ABOUT THIS EXERCISE: Copy out all of the data below with no alterations.

INPUT MATERIAL:
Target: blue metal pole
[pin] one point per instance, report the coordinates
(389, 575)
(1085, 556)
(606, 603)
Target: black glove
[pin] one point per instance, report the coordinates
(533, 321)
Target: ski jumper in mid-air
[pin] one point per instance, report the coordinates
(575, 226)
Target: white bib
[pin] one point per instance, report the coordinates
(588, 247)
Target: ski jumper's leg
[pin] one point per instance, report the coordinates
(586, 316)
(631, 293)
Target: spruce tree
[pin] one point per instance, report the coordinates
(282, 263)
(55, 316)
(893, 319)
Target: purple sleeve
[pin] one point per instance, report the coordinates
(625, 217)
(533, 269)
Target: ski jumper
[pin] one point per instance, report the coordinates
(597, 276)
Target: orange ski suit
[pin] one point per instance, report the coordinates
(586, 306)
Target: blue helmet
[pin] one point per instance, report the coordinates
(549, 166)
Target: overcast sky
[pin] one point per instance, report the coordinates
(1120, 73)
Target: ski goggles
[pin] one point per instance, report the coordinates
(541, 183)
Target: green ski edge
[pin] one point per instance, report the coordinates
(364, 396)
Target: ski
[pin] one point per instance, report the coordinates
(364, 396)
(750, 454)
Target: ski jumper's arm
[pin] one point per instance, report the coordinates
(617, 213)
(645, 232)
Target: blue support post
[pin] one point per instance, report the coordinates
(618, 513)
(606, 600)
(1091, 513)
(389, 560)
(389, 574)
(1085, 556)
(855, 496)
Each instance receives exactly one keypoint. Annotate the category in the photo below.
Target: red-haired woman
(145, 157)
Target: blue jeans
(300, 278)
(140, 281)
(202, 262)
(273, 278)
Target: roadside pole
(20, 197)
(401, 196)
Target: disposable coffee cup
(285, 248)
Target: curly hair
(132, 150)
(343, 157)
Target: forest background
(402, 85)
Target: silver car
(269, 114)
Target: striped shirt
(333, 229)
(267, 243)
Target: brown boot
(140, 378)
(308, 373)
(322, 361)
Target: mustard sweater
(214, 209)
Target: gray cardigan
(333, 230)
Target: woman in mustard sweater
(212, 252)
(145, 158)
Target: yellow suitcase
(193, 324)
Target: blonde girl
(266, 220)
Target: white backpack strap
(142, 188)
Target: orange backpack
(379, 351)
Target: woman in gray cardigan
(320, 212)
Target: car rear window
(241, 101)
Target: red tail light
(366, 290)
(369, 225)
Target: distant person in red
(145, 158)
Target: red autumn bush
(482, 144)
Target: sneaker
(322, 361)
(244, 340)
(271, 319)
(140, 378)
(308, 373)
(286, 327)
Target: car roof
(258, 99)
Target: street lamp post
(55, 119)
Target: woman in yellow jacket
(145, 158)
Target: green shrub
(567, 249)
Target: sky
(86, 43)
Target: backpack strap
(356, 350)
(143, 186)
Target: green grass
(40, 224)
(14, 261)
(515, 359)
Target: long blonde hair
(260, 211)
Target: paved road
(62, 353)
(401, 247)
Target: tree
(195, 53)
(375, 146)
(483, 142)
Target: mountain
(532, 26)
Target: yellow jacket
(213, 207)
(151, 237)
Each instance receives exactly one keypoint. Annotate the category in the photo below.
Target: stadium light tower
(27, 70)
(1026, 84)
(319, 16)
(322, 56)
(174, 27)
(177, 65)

EXERCISE ANSWER:
Target: blue metal pole
[pin] one point per instance, report the coordinates
(389, 575)
(1085, 556)
(606, 603)
Target: black glove
[pin] one point per instance, report the coordinates
(533, 321)
Target: ski jumper in mid-air
[pin] one point per instance, report the coordinates
(575, 226)
Target: white bib
[pin] one point per instance, report the coordinates
(588, 247)
Target: ski jumper's leg
[pin] one point per instance, report the coordinates
(586, 316)
(631, 293)
Target: spruce tree
[pin] one point per instance, report the coordinates
(282, 263)
(55, 316)
(893, 319)
Target: purple sleeve
[pin] one point per instance, report the coordinates
(625, 217)
(533, 269)
Target: ski jumper
[pin] one point per instance, report the coordinates
(597, 276)
Target: orange ski suit
[pin] one point per instance, report the coordinates
(586, 306)
Target: blue helmet
[pin] one point per instance, report the coordinates
(549, 166)
Target: overcast sky
[pin] one point per instance, report the coordinates
(1120, 73)
Target: ski goggles
[pin] one point per instance, report the coordinates
(541, 183)
Target: green ski edge
[pin] one point per instance, report the coordinates
(364, 396)
Target: ski
[pin] one point per instance, report the coordinates
(364, 396)
(750, 454)
Target: ski jumper's arm
[pin] one point per instance, report the coordinates
(617, 213)
(645, 232)
Target: blue support post
[pin] one point per instance, report the coordinates
(618, 513)
(606, 600)
(1091, 513)
(389, 560)
(389, 574)
(1085, 556)
(855, 496)
Each instance receives exactly one keypoint. Annotate the category in the photo below.
Target: red-haired woman
(145, 157)
Target: blue jeans
(300, 278)
(140, 281)
(202, 262)
(273, 278)
Target: roadside pole
(20, 197)
(401, 196)
Target: disposable coffee cup
(285, 248)
Target: curly hair
(132, 150)
(343, 157)
Target: forest background
(402, 85)
Target: silver car
(269, 114)
Target: striped shirt
(333, 229)
(267, 243)
Target: brown boot
(140, 378)
(308, 373)
(322, 361)
Target: mustard sweater
(214, 209)
Target: gray cardigan
(333, 230)
Target: woman in mustard sweater
(212, 252)
(145, 158)
Target: yellow suitcase
(193, 324)
Target: blonde girl
(266, 220)
Target: white backpack strap
(142, 188)
Target: orange backpack
(379, 351)
Target: woman in gray cardigan
(320, 212)
Target: car rear window
(241, 101)
Target: red tail light
(366, 290)
(369, 225)
Target: distant person in red
(145, 158)
Target: red autumn bush
(482, 144)
Target: sneaker
(322, 361)
(244, 340)
(271, 319)
(140, 378)
(308, 373)
(286, 327)
Target: car roof
(258, 99)
Target: street lamp post
(55, 119)
Target: woman in yellow jacket
(145, 158)
Target: green shrub
(567, 249)
Target: sky
(86, 43)
Target: backpack strap
(356, 350)
(143, 186)
Target: green grass
(40, 224)
(14, 261)
(515, 359)
Target: long blonde hair
(260, 211)
Target: paved road
(62, 353)
(401, 247)
Target: tree
(195, 53)
(375, 146)
(483, 142)
Target: mountain
(532, 26)
Target: yellow jacket
(213, 207)
(151, 237)
Each instance receives exactly one keypoint. Annotate the category in the photo below.
Target: stadium light tower
(27, 70)
(1026, 84)
(319, 16)
(322, 56)
(174, 27)
(177, 65)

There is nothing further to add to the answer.